Segment Open

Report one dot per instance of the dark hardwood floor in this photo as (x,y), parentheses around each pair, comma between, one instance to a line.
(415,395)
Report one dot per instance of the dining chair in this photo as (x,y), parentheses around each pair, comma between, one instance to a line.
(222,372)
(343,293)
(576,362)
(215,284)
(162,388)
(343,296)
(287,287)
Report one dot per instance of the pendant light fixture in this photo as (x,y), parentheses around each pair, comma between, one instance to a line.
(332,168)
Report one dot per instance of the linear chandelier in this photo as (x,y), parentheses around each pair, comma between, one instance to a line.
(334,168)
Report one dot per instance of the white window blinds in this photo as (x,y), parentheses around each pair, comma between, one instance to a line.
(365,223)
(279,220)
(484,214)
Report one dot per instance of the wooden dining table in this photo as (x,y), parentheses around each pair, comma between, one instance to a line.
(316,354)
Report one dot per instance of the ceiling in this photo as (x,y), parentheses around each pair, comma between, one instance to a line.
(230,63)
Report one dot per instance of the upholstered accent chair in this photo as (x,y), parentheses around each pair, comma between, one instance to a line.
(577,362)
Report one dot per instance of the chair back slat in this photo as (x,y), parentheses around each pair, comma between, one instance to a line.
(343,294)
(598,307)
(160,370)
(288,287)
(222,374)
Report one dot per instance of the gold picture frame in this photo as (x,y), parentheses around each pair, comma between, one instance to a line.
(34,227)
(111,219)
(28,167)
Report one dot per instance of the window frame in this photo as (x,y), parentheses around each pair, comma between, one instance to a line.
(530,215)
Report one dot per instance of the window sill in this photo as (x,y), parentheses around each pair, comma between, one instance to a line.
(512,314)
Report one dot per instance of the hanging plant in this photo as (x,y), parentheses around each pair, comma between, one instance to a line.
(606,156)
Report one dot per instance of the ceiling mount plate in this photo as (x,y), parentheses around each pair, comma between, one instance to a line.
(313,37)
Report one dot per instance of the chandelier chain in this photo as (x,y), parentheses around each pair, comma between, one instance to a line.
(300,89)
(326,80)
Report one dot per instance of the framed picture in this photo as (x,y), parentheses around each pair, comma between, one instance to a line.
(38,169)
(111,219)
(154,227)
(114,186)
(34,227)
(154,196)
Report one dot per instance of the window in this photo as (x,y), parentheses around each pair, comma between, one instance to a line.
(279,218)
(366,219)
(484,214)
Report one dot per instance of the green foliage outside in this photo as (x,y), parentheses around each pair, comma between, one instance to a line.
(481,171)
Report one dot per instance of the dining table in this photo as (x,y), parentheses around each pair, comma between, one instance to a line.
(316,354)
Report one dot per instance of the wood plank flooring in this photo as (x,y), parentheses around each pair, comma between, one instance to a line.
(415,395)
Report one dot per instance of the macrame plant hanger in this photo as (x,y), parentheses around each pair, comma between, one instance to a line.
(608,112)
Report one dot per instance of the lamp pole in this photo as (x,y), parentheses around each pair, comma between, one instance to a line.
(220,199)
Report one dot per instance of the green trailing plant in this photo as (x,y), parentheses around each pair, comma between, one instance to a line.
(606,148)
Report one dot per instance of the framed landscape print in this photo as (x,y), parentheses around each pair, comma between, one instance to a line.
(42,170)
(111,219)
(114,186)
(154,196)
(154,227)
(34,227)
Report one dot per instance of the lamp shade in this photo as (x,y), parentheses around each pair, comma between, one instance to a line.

Segment Closed

The lines above should be duplicated exactly.

**Result of this task**
Report one dot per instance of the dark hardwood floor in this photo as (x,y), parentheses around each pair, comma between, one instance to a line.
(415,395)
Report one dot per instance of the dining chair in this photo as (x,y), parentheses around each pair, comma between, one instance to a line.
(222,372)
(343,293)
(576,362)
(215,284)
(162,388)
(343,296)
(287,287)
Report one dot per instance of the pendant light fixture in this photo as (x,y), parentheses around each pair, comma between, one instance to a line.
(332,168)
Report one dot per instance of the linear chandelier in this photo as (x,y), parentheses around each pair, comma between, one instance to a line.
(334,168)
Report one dot per instance of the white window blinds in this photo as (x,y), parentheses around each pair, comma between, one instance to a line.
(365,223)
(279,220)
(484,214)
Report one dot per instance of the wooden dining table in this photo as (x,y), parentheses around each pair, comma between, one instance to a line.
(316,354)
Report one dot per instance of the ceiling in this photo as (x,y), parentheses around each pair, comma between, one instance to a line.
(230,63)
Report one dot per instance of the upholstered accent chair in this photo as (x,y), parentheses around each pair, comma between, one instance to a line.
(577,362)
Report one dot per instance of the chair back slat in this photo as (x,y), parentheses around each pair, comma between, one instance to a line.
(343,294)
(598,307)
(160,370)
(288,287)
(222,374)
Report one dot per instance of the gold picture frame in this photo as (x,y), parentheses around each pair, comma between, one instance to a line.
(34,227)
(111,219)
(28,167)
Report one dot per instance of the window frame in this photo as (x,y), parentheses around each pair, comma between, one instance to a line.
(530,215)
Report one dot per instance of the window sill in this photo as (x,y), parentheses around each pair, comma between, one instance to a line.
(512,314)
Report one dot per instance of the hanging plant in this photo as (x,y), parentheses around each pair, comma between, one instance to a line.
(606,156)
Report one dot per instance of the ceiling mount plate in this photo as (x,y), parentheses around each pair, comma between, one instance to a line.
(313,37)
Report one dot per instance of the chandelier chain in this photo as (x,y), parentheses around each pair, comma between, one instance to a line.
(300,89)
(326,80)
Report one dot per instance of the framed picture in this photo as (x,y), parentheses around each pair, comma between, one instance to a line.
(38,169)
(111,219)
(154,227)
(114,186)
(34,227)
(154,196)
Report one dot per instance of the window in this photo as (x,y), parentheses around each pair, comma between, one instance to a line.
(279,218)
(366,219)
(484,214)
Report one dot per instance of the green foliage outside in this photo as (x,y), parentheses around each pair, comma between, one instance to a line.
(481,171)
Report one dot per instance of the dining table in this photo as (x,y), parentheses around each pair, comma between, one instance to a line.
(316,354)
Report one dot per instance of the wood plank flooring in this photo as (x,y), parentheses around each pair, comma between, one instance to a line.
(415,395)
Report one dot per instance of the macrame plant hanger in this photo as (x,y), parentheses around each pair, comma between, one instance to a line.
(608,112)
Report one dot per instance of the lamp pole in this photo as (x,y), parentheses around each pair, comma between, one instance to a line.
(220,199)
Report one dot per instance of the green trailing plant in this photo as (x,y), parentheses around each pair, comma between, one instance to a line.
(606,148)
Report one dot per instance of the framed landscape print in this photo as (x,y), parentheses around each pair, comma between, one instance to a line.
(42,170)
(111,219)
(114,186)
(154,196)
(154,227)
(34,227)
Report one dot per instance of the lamp shade in this photo as (x,y), parentheses around each pair, comma between, one instance to a line.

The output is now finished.